• DATA PROVIDED

****************

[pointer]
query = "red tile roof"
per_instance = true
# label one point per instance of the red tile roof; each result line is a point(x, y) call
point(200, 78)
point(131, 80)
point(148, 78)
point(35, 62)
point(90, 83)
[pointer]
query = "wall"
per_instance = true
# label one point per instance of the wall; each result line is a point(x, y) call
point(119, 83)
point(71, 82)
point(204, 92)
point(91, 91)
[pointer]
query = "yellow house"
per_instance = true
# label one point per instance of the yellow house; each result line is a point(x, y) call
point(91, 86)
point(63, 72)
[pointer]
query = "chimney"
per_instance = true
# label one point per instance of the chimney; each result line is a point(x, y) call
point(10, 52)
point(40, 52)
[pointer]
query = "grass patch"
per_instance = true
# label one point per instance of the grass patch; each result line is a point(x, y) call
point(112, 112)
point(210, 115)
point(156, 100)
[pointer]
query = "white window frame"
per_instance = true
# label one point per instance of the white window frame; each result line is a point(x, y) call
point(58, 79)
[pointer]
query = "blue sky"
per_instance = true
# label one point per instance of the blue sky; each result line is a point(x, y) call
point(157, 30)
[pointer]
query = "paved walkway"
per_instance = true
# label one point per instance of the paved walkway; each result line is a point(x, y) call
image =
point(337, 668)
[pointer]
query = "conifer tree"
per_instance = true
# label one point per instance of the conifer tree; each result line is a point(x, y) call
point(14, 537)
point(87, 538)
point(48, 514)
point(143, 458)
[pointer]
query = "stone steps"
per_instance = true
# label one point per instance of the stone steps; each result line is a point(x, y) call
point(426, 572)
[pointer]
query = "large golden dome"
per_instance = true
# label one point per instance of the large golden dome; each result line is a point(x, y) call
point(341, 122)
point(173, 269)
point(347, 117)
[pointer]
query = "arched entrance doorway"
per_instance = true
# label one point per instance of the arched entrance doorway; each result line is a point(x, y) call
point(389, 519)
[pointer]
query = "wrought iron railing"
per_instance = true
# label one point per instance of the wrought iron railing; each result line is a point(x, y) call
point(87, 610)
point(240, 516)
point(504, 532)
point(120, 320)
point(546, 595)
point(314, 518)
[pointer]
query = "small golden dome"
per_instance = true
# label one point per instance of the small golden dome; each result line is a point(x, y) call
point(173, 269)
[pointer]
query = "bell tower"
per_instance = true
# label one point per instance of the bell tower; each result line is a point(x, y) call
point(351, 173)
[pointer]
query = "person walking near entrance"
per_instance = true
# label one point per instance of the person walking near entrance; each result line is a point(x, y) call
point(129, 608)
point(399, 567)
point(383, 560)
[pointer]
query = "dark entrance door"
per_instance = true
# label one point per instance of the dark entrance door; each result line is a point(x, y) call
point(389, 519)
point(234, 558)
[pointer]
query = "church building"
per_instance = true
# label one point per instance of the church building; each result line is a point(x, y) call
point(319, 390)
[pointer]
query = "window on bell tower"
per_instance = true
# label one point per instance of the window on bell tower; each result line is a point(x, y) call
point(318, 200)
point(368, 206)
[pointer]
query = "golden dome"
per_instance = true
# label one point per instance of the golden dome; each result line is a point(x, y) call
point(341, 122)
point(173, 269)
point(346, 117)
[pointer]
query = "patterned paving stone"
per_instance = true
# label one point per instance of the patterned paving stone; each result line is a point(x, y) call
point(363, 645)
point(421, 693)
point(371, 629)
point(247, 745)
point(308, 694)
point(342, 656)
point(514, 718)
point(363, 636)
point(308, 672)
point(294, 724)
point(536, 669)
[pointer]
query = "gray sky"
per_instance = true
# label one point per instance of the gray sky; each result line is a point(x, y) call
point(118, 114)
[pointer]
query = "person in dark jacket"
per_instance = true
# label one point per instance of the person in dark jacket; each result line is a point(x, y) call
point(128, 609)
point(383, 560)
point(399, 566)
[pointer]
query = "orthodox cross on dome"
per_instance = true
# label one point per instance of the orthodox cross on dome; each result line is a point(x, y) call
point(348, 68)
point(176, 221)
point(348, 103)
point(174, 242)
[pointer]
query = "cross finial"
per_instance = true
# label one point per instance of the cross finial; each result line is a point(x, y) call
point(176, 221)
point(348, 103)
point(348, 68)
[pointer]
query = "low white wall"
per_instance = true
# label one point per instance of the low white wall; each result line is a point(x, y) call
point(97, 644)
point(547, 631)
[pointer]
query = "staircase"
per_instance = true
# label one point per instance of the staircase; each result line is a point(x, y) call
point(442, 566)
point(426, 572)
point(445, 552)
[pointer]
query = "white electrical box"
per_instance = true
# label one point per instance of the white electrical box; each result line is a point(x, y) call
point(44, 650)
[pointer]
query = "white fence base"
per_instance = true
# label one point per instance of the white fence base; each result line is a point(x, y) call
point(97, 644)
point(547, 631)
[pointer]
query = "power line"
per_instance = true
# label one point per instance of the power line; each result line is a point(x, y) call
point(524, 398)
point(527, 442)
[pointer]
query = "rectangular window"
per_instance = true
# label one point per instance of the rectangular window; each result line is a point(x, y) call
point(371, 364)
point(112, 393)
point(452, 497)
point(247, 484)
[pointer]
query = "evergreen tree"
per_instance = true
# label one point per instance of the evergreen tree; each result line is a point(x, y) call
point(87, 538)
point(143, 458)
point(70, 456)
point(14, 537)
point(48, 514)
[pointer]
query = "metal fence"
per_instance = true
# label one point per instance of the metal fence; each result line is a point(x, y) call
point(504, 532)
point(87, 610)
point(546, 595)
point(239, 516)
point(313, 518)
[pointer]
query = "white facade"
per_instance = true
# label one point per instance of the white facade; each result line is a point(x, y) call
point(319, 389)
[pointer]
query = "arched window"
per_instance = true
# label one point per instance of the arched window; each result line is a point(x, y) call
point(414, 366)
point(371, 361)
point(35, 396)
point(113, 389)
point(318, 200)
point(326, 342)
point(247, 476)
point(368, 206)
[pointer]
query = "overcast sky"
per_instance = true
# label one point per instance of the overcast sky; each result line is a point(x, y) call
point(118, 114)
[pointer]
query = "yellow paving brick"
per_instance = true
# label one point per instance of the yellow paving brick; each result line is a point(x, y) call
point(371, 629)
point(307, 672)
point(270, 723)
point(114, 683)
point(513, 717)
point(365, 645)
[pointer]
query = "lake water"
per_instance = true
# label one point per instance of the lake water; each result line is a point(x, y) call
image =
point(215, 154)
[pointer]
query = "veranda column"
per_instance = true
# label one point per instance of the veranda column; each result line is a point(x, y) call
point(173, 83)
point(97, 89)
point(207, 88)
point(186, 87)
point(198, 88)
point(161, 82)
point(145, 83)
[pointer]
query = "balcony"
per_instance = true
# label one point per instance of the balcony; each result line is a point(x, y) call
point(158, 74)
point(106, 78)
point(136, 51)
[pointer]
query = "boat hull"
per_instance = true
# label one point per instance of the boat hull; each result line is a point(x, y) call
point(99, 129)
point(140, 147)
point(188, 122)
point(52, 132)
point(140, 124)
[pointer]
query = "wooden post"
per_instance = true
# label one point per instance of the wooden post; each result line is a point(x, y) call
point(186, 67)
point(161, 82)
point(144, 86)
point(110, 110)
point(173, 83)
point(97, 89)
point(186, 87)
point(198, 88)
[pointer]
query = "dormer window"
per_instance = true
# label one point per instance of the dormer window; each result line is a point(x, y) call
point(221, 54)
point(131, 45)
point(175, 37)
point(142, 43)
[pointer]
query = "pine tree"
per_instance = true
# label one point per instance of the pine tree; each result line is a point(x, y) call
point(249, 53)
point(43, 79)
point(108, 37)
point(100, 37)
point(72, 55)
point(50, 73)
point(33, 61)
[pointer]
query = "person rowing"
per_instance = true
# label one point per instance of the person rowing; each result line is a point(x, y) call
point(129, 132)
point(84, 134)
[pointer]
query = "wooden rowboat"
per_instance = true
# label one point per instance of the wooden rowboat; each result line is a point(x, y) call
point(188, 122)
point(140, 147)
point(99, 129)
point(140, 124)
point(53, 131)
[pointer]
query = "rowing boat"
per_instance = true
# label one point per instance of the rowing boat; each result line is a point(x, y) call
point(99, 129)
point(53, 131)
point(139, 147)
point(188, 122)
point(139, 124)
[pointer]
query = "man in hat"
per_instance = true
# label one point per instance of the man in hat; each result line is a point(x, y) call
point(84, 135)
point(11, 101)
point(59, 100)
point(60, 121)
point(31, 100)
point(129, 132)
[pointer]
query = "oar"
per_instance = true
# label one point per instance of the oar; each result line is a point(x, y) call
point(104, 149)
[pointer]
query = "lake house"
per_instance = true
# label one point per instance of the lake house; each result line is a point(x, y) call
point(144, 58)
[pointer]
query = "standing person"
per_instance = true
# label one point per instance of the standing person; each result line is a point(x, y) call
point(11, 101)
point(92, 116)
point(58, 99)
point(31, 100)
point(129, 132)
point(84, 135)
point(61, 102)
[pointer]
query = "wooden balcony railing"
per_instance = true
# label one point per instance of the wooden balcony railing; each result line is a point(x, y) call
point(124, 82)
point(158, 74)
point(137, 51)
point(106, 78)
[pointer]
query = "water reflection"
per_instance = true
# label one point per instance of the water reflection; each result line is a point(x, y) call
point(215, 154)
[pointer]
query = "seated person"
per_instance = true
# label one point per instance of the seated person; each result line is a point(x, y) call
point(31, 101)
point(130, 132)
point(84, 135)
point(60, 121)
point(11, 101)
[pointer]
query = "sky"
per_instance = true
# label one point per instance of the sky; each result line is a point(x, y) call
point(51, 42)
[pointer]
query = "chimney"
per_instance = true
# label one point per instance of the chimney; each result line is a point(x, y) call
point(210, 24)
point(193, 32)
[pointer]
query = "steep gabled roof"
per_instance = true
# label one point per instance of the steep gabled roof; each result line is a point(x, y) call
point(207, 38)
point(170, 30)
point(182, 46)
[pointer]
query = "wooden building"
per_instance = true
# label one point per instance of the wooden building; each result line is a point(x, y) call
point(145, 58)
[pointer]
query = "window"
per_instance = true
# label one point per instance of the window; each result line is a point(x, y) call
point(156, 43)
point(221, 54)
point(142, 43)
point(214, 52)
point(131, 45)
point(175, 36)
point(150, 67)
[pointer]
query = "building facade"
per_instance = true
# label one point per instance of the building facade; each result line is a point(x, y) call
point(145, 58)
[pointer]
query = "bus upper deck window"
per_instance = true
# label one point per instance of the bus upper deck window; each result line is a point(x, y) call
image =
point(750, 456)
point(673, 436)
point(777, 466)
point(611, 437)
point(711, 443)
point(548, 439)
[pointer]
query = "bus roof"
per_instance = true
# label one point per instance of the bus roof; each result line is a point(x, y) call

****************

• ABOUT THIS EXERCISE
For the string "paved", search the preceding data and copy every line that includes it.

• ANSWER SECTION
query = "paved walkway"
# label one point per instance of the paved walkway; each result line is a point(x, y) call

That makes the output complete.